→ **Text passage**
+---+

2

is there any way to create/fill columns with pyspark 2.1.0 where the name of the column is the value of a different column? I tried the following

def createNewColumnsFromValues(dataFrame, colName, targetColName):
  """
  Set value of column colName to targetColName's value
  """
  cols = dataFrame.columns
  #df = dataFrame.withColumn(f.col(colName), f.col(targetColName))
  df = dataFrame.withColumn('x', f.col(targetColName))
  return df

The out commented line does not work, when calling the method I get the error

TypeError: 'Column' object is not callable

whereas the fixed name (as a string) is no problem. Any idea of how to also make the name of the column come from another one, not just the value? I also tried to use a UDF function definition as a workaround with the same no success result.

Thanks for help!

+---+

→ **Raw data**
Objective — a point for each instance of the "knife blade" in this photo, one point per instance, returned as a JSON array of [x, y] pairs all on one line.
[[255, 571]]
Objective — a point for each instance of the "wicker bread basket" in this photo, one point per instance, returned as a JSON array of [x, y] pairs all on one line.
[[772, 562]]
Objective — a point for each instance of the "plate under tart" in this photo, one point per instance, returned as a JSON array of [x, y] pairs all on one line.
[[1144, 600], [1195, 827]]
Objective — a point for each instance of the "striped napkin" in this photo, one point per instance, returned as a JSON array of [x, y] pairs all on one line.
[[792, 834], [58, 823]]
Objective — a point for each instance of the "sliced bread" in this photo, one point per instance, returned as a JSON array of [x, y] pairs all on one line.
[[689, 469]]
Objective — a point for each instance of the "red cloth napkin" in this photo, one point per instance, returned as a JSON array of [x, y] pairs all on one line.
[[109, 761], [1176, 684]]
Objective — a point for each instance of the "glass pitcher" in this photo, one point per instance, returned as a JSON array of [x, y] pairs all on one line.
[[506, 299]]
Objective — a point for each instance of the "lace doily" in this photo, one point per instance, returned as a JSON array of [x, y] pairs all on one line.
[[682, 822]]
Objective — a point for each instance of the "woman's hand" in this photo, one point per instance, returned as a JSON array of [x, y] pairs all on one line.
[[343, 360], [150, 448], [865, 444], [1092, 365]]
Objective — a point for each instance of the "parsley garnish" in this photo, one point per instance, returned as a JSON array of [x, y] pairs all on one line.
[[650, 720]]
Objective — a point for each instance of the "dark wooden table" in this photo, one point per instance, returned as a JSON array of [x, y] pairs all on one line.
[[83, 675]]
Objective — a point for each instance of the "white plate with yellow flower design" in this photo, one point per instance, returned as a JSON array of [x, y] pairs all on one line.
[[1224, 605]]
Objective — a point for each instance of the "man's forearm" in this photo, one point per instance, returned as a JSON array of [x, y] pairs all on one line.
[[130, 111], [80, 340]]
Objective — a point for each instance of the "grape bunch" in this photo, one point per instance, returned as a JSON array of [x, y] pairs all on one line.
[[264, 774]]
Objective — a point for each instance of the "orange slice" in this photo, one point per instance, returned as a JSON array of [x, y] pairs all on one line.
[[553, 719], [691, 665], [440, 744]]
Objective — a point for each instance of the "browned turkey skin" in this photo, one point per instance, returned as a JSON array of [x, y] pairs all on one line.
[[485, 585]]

+---+

→ **Problem set**
a - Return, verbatim, the rows from the first one through the line containing "[[506, 299]]", both ends included.
b - Continue the forum post about naming a PySpark column after another column's value, starting right after its last line.

→ **Task-by-task results**
a -
Objective — a point for each instance of the "knife blade" in this photo, one point per instance, returned as a JSON array of [x, y] pairs all on one line.
[[255, 571]]
Objective — a point for each instance of the "wicker bread basket" in this photo, one point per instance, returned as a JSON array of [x, y] pairs all on one line.
[[772, 562]]
Objective — a point for each instance of the "plate under tart" in this photo, one point per instance, returned as a JSON array of [x, y] pairs all on one line.
[[1144, 600], [1195, 827]]
Objective — a point for each instance of the "striped napkin" in this photo, one point per instance, returned as a JSON array of [x, y] pairs all on one line.
[[792, 834], [58, 823]]
Objective — a point for each instance of the "sliced bread" in this photo, one point per instance, returned as a JSON array of [x, y] pairs all on one line.
[[689, 469]]
Objective — a point for each instance of the "red cloth napkin" in this photo, one point per instance, returned as a JSON array of [x, y] pairs all on one line.
[[109, 761], [1176, 684]]
Objective — a point for each instance of the "glass pitcher" in this photo, one point per instance, returned as a JSON array of [x, y] pairs all on one line.
[[506, 299]]

b -
Edit:

from pyspark.sql import functions as f
aynber
  • 22,380
  • 8
  • 50
  • 63
gilgamash
  • 862
  • 10
  • 31
  • Can you also provide the part with the call of the function? I guess it also depends on the arguments you pass to the function, since passing a simple string as `colName` should be possible. The commented line could also be rewritten as `...withColumn(colName, f.col(targetCol))` since colName should contain the name of the new column – gaw Sep 13 '18 at 10:32
  • Hi gaw. colName is a string, using it as the first parameter of withColumn would be of no help, as I need the respective entry of the column "colName", not a fix name, which colName would be. Using colName would basically be similar to the not commented line. – gilgamash Sep 13 '18 at 10:40
  • It would be very helpful if you provided a [small reproducible example](https://stackoverflow.com/questions/48427185/how-to-make-good-reproducible-apache-spark-dataframe-examples) and your desired output. – pault Sep 13 '18 at 14:00

2 Answers2

0

You might want to try the following code:

test_df = spark.createDataFrame([
    (1,"2",5,1),(3,"4",7,8),              
    ], ("col1","col2","col3","col4"))

def createNewColumnsFromValues(dataFrame, sourceCol, colName, targetCol):
    """
    Set value column colName to targetCol
    """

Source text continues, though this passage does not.